__ACTION ITEM__
Transcribe each line below without altering anything.

(Stored items)
-- Opening Marker --

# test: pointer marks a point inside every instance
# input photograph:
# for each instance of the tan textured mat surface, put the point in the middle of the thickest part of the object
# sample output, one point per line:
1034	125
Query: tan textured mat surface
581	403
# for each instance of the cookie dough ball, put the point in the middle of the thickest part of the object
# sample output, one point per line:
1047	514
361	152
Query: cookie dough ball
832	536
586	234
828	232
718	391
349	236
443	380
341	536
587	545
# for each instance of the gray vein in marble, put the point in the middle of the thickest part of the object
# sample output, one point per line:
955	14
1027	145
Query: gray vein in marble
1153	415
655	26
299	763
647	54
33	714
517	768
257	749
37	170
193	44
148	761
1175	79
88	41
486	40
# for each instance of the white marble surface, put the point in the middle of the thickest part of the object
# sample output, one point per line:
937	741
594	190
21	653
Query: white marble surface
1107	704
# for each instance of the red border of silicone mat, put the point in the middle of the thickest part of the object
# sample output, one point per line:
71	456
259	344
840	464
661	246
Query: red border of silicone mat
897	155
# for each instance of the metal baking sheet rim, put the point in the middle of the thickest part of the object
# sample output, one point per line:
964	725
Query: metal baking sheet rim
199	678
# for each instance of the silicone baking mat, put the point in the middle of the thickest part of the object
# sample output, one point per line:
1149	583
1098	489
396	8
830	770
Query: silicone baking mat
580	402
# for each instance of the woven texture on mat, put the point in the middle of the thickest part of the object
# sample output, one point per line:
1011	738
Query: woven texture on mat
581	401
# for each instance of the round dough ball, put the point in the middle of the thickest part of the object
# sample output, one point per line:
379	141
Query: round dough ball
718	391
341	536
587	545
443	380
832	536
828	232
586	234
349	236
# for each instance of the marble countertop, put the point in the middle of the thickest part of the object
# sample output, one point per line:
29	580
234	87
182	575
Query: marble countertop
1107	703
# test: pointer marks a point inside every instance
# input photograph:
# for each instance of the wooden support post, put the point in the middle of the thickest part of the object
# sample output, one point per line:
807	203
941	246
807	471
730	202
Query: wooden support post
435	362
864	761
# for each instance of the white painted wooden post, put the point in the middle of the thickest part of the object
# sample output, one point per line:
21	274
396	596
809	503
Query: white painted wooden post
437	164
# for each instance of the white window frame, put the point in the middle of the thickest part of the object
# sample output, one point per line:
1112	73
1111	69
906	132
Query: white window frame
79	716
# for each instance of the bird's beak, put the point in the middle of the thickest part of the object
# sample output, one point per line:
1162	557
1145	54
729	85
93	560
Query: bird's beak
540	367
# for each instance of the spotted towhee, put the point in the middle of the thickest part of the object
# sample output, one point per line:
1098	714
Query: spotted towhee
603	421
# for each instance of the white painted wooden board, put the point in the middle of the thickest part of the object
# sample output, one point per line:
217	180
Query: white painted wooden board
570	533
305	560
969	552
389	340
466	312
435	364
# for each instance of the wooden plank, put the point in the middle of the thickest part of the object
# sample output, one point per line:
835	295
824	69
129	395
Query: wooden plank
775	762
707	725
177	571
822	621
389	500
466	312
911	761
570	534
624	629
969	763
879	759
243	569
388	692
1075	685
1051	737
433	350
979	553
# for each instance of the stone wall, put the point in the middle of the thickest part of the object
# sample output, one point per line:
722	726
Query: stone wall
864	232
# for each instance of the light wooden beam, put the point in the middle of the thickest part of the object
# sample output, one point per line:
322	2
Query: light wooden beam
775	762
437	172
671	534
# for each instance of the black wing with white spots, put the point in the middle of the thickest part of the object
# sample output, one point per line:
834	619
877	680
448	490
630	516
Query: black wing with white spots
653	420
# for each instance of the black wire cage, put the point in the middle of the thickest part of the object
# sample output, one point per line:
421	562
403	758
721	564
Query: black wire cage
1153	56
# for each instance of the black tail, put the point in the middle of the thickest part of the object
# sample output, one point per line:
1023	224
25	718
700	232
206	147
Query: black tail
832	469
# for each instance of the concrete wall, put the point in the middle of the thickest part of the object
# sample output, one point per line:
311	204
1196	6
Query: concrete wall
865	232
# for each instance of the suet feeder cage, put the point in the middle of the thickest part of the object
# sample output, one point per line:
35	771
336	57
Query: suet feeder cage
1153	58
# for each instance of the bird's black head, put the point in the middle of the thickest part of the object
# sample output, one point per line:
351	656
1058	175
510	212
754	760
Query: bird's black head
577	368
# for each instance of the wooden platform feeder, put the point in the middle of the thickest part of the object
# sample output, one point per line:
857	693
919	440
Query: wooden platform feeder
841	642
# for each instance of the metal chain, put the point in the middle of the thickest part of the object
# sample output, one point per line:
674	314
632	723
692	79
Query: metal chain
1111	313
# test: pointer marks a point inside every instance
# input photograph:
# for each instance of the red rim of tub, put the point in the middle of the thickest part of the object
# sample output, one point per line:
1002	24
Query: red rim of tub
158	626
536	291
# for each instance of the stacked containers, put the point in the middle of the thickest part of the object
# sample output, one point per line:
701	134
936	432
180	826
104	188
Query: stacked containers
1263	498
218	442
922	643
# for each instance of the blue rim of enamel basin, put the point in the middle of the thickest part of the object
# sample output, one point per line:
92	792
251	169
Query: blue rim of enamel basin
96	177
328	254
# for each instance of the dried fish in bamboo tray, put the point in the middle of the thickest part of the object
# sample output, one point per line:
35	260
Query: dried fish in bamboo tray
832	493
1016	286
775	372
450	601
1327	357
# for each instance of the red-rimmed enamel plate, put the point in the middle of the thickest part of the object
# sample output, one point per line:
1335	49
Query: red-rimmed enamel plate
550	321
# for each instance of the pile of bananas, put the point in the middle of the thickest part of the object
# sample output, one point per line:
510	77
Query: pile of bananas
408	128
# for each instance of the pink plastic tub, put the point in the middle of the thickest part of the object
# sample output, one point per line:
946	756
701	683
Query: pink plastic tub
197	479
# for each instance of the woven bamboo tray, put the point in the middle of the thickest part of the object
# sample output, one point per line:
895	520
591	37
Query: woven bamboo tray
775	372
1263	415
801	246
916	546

-- Closing Marker --

__EXPECTED ANSWER__
# test: pointer marks a point inside every instance
# input photograph:
# for each instance of the tan textured mat surface, put the point in the middle of the thickest part of the object
# sample output, one point per line:
1034	125
Query: tan textured mat surface
581	403
# for each instance of the cookie dough ball, put the point in the middle of the thickest part of the object
# sample output, one point per line:
1047	514
361	152
Query: cookie dough ball
832	536
586	234
828	232
718	391
349	236
443	380
341	536
587	545
# for each instance of the gray vein in marble, put the point in the middle of the thickest part of the object
# sample output, one point per line:
955	14
1027	145
Query: gray vein in marble
1153	415
655	26
299	763
647	54
33	714
517	768
257	749
37	170
193	44
148	761
1175	79
88	41
486	40
# for each instance of the white marble surface, put the point in the middle of the thickest part of the object
# sample output, one point per line:
937	741
594	190
21	653
Query: white marble surface
1107	704
# for each instance of the red border of silicone mat, put the point in the middle of the thickest part of the object
# sample output, one point per line:
71	456
259	344
840	464
661	246
Query: red border of silicone mat
897	155
# for each instance of the metal baking sheet rim, put the point in the middle of the thickest part of the object
# sample output, one point per line:
964	725
Query: metal baking sheet rim
199	678
# for each instance of the silicone baking mat, put the point in the middle of the thickest part of the object
# sample output, one point per line:
1149	583
1098	489
396	8
830	770
Query: silicone baking mat
580	402
# for each instance of the woven texture on mat, put the point in the middle of the thickest part of the object
# sample output, one point per line:
1011	738
Query: woven texture on mat
581	401
# for each instance of the round dough ball, put the point in the middle of the thickest part of the object
# sample output, one point per line:
379	141
Query: round dough ball
718	391
341	536
587	545
443	380
832	536
828	232
586	234
349	236
# for each instance of the marble countertop, put the point in the middle of the thickest part of the object
# sample output, one point per line:
29	580
234	87
182	575
Query: marble countertop
1107	703
# test: pointer marks a point inside every instance
# input photograph:
# for each instance of the wooden support post, put the point in the middle of the thickest part of the object
# sample output, one point per line:
807	203
941	246
807	471
730	202
Query: wooden support post
435	362
864	761
# for each instance of the white painted wooden post, put the point in the middle of the thickest part of the object
# sample output, one point per line:
21	274
396	596
809	503
Query: white painted wooden post
437	164
# for each instance of the white window frame, put the point in the middle of the thickest part of the object
# sample output, one point per line:
1112	73
1111	69
906	132
Query: white window frame
79	716
# for each instance of the bird's beak, put the point in the middle of the thickest part of the object
# sample output, one point per line:
1162	557
1145	54
729	85
93	560
Query: bird's beak
540	367
# for each instance of the spotted towhee, put the point in the middle of the thickest part of the object
# sample output, one point per line:
1098	714
Query: spotted towhee
603	421
# for each instance of the white painted wooden board, put the point in the middle of the thickest part of the object
# sample output, one point per line:
217	180
Query: white painted wooden board
570	533
305	560
969	552
389	340
466	312
435	364
# for each instance of the wooden plank, put the point in the middle of the thickest part of the object
# sample output, one point per line:
835	295
824	69
129	395
Query: wooden plank
775	762
707	725
177	571
822	621
389	500
466	312
911	761
570	534
624	629
969	763
879	759
243	569
388	692
1075	685
1051	737
433	350
979	553
# for each instance of the stone wall, put the point in the middle of the thickest part of the object
# sample output, one point per line:
722	726
Query: stone wall
864	232
# for each instance of the light wooden beam, put the point in the middle of the thickest part of the object
# sample output, one point per line:
322	2
Query: light wooden beam
775	762
437	172
671	534
# for each instance of the black wing with white spots, put the point in the middle of the thickest part of the object
# sample output, one point per line:
834	619
877	680
448	490
630	516
Query: black wing with white spots
653	420
# for each instance of the black wire cage, put the point in the middle of the thickest part of the object
# sample output, one point per line:
421	562
403	758
721	564
Query: black wire cage
1153	56
# for each instance of the black tail, put the point in the middle of the thickest part of the object
# sample output, one point per line:
1023	224
25	718
700	232
206	147
Query: black tail
832	469
# for each instance of the concrete wall, put the point in the middle of the thickest part of the object
# sample output, one point per line:
311	204
1196	6
Query: concrete wall
865	232
# for each instance of the suet feeder cage, put the point in the middle of the thickest part of the object
# sample output, one point per line:
35	771
336	57
Query: suet feeder cage
1153	58
# for each instance of the bird's black head, put the point in the middle of the thickest part of the object
# sample output, one point per line:
351	656
1058	175
510	212
754	760
Query: bird's black head
577	368
# for each instance of the wooden platform feeder, put the point in the middle of the thickest part of the object
# sample output, one point per line:
857	693
919	440
Query: wooden platform feeder
841	642
# for each instance of the metal chain, put the point in the middle of the thickest part of the object
# sample output, one point per line:
674	314
632	723
692	79
Query: metal chain
1111	313
# test: pointer marks a point inside every instance
# input photograph:
# for each instance of the red rim of tub, put the point in the middle of the thickest part of the object
# sample output, one point per line:
1002	24
Query: red rim of tub
158	626
536	291
# for each instance of the stacked containers, put the point in the middle of the thickest part of the object
# sample output, one point per line:
701	134
936	432
180	826
104	188
Query: stacked containers
1263	498
218	442
922	643
# for each instance of the blue rim of enamel basin, put the point in the middle of the thickest part of the object
# sample output, one point per line:
92	792
251	169
Query: blue rim of enamel basin
96	177
328	254
# for each instance of the dried fish in bamboo tray, put the point in the middle of the thickest part of the object
# sample output, one point per line:
35	260
Query: dried fish in bamboo tray
832	493
1016	286
775	372
450	601
1327	357
# for each instance of the red-rimmed enamel plate, put the point in the middle of the thickest part of the object
# sample output, one point per line:
1335	49
Query: red-rimmed enamel plate
550	321
# for each instance of the pile of bananas, put the point in the middle of the thickest part of the object
# sample output, one point per line:
510	77
Query: pile of bananas
408	128
# for each instance of the pink plastic tub, put the point in the middle of the thickest part of the object
# sample output, one point per line:
946	756
701	683
Query: pink plastic tub
197	479
# for each instance of the woven bamboo tray, put the point in the middle of the thickest part of the object
# sample output, one point per line:
895	520
591	37
Query: woven bamboo tray
775	372
1263	415
801	246
916	546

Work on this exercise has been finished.